[Excerpts from location labeling data]
--- BEGIN ---
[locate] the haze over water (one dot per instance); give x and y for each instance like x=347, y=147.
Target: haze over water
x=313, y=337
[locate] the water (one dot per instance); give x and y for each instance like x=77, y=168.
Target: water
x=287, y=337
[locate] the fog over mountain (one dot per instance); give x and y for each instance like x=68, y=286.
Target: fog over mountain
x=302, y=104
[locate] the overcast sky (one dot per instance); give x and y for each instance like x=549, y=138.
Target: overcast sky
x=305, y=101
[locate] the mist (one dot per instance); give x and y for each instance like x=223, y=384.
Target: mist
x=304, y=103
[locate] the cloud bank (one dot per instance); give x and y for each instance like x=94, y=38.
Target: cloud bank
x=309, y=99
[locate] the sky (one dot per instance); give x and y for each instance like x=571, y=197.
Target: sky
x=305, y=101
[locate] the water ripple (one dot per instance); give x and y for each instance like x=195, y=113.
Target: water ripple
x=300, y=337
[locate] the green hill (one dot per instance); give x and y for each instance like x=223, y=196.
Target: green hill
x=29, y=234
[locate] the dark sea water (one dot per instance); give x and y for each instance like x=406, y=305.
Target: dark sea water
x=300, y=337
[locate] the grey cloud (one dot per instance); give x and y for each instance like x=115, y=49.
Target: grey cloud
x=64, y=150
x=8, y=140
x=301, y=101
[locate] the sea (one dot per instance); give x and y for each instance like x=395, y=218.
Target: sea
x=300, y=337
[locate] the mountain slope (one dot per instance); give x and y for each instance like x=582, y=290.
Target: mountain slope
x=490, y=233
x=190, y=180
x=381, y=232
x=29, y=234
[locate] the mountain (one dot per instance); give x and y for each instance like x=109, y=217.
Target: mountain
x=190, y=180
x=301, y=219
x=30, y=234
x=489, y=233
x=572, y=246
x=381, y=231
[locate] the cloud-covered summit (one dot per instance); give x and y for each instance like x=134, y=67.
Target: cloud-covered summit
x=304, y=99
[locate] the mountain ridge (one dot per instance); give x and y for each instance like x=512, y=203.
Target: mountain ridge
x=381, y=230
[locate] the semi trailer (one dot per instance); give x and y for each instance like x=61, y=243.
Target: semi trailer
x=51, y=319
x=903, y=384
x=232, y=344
--- END ---
__EXERCISE__. Output the lines of the records from the line containing "[locate] the water (one" through the line containing "x=302, y=104", inclusive, as a numbered list with any blank lines omitted.

__THE REPLY__.
1. [locate] the water (one dot per instance); give x and y for each instance like x=77, y=168.
2. Target: water
3. x=287, y=337
4. [locate] the fog over mountain (one dot per instance); give x and y for each instance like x=68, y=286.
5. Target: fog over mountain
6. x=302, y=104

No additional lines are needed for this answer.